(Saved entries)
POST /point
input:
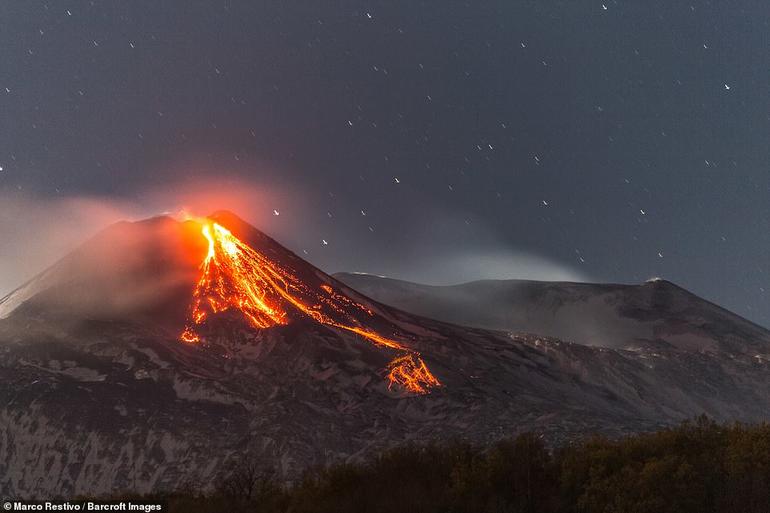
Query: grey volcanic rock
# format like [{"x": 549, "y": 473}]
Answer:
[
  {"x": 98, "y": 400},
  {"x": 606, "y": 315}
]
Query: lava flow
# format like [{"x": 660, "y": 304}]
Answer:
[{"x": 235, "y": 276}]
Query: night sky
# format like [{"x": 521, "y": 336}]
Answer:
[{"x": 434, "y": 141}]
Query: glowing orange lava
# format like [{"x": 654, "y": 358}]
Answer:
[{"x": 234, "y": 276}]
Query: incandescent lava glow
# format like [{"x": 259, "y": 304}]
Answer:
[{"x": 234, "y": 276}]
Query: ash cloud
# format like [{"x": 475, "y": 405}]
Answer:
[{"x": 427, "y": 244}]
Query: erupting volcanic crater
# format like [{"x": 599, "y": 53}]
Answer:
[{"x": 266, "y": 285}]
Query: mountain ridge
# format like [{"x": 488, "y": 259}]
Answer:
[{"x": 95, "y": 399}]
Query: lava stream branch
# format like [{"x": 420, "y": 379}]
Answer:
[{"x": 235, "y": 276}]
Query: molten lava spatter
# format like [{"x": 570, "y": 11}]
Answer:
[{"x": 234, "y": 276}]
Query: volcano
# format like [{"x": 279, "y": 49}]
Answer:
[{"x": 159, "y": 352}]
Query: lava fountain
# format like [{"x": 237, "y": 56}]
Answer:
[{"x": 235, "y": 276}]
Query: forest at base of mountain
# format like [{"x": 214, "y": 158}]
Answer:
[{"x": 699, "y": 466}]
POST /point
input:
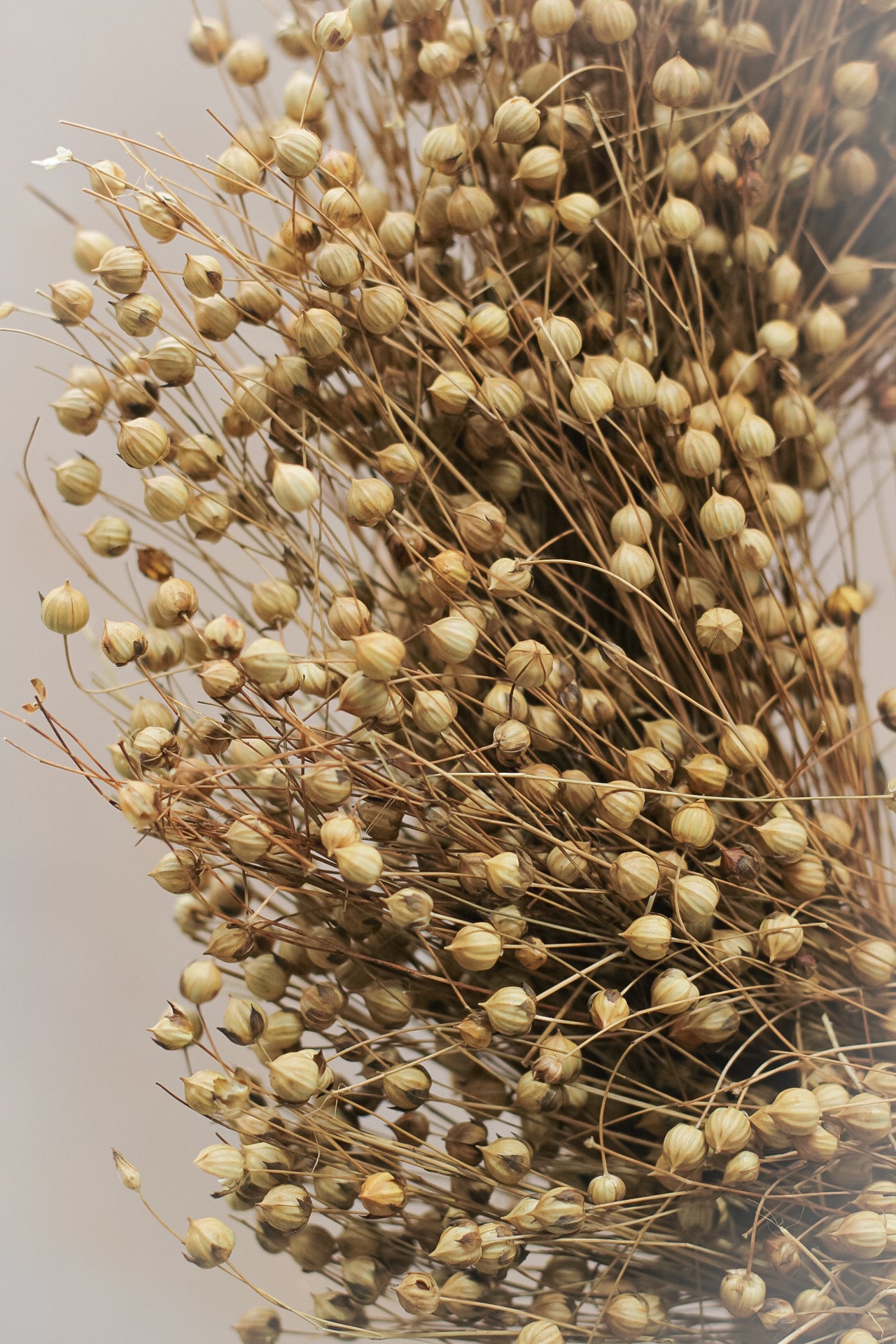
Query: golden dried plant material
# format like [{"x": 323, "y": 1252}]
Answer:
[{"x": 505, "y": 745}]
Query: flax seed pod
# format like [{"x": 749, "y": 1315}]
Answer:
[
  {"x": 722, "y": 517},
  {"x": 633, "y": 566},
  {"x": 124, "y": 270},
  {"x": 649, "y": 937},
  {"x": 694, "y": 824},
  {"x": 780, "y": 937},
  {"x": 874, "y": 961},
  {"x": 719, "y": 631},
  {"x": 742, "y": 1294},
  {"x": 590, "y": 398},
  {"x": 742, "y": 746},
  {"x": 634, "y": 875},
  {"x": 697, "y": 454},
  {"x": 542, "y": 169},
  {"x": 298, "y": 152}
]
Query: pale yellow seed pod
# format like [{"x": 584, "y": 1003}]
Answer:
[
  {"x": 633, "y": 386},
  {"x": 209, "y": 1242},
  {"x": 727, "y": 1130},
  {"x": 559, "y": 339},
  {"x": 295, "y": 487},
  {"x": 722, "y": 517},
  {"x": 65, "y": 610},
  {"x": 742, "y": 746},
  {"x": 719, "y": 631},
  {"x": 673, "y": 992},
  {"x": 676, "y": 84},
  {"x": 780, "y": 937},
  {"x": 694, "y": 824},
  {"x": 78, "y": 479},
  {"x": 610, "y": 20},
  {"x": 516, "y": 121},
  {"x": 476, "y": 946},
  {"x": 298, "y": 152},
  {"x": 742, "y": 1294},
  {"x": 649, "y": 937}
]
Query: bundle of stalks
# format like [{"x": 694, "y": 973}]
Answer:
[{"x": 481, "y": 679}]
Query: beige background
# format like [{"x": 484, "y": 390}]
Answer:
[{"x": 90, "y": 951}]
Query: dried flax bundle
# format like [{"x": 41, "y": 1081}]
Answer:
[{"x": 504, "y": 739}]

### Required action
A faithful copy of every record is required, with no pictures included.

### Task solution
POST /point
input:
Query: grey volcanic rock
# format like [{"x": 549, "y": 473}]
Answer:
[
  {"x": 98, "y": 400},
  {"x": 606, "y": 315}
]
Query: lava flow
# format like [{"x": 660, "y": 304}]
Answer:
[{"x": 235, "y": 276}]
Query: night sky
# format like [{"x": 521, "y": 336}]
Answer:
[{"x": 434, "y": 141}]
Query: glowing orange lava
# format like [{"x": 654, "y": 358}]
Answer:
[{"x": 234, "y": 276}]
Query: incandescent lava glow
# format like [{"x": 259, "y": 304}]
Answer:
[{"x": 234, "y": 276}]
Query: ash cloud
# format like [{"x": 475, "y": 405}]
Answer:
[{"x": 427, "y": 244}]
Query: erupting volcanic crater
# format like [{"x": 599, "y": 53}]
Answer:
[{"x": 266, "y": 285}]
Query: mountain ridge
# format like [{"x": 488, "y": 259}]
Answer:
[{"x": 95, "y": 399}]
Query: lava stream branch
# format like [{"x": 420, "y": 379}]
Answer:
[{"x": 235, "y": 276}]
Query: molten lava spatter
# format like [{"x": 570, "y": 11}]
Answer:
[{"x": 234, "y": 276}]
Query: volcano
# format like [{"x": 279, "y": 49}]
Answer:
[{"x": 159, "y": 352}]
Query: lava fountain
# format like [{"x": 237, "y": 56}]
Answer:
[{"x": 235, "y": 276}]
Query: forest at base of mountain
# format like [{"x": 214, "y": 158}]
Answer:
[{"x": 699, "y": 466}]
POST /point
input:
Query: golden dried plant material
# format like [{"x": 323, "y": 1252}]
Answer:
[{"x": 505, "y": 745}]
Query: flax seed pod
# format like [{"x": 749, "y": 1315}]
Answer:
[
  {"x": 722, "y": 517},
  {"x": 633, "y": 566},
  {"x": 124, "y": 270},
  {"x": 649, "y": 937},
  {"x": 694, "y": 824},
  {"x": 780, "y": 937},
  {"x": 874, "y": 961},
  {"x": 719, "y": 631},
  {"x": 742, "y": 1294},
  {"x": 590, "y": 398},
  {"x": 742, "y": 746},
  {"x": 634, "y": 875},
  {"x": 697, "y": 454},
  {"x": 542, "y": 169},
  {"x": 298, "y": 152}
]
Query: pale yellow seed pod
# format like [{"x": 584, "y": 1003}]
Answer:
[
  {"x": 633, "y": 386},
  {"x": 209, "y": 1242},
  {"x": 727, "y": 1130},
  {"x": 559, "y": 339},
  {"x": 295, "y": 487},
  {"x": 722, "y": 517},
  {"x": 65, "y": 610},
  {"x": 742, "y": 746},
  {"x": 719, "y": 631},
  {"x": 673, "y": 992},
  {"x": 676, "y": 84},
  {"x": 780, "y": 937},
  {"x": 694, "y": 824},
  {"x": 78, "y": 479},
  {"x": 610, "y": 20},
  {"x": 516, "y": 121},
  {"x": 476, "y": 946},
  {"x": 298, "y": 152},
  {"x": 742, "y": 1294},
  {"x": 649, "y": 937}
]
Query: bundle of stalks
# format like [{"x": 694, "y": 973}]
Answer:
[{"x": 481, "y": 679}]
Query: beige background
# format like [{"x": 484, "y": 390}]
Answer:
[{"x": 90, "y": 951}]
Query: dried flax bundle
# format like [{"x": 41, "y": 1081}]
Answer:
[{"x": 504, "y": 739}]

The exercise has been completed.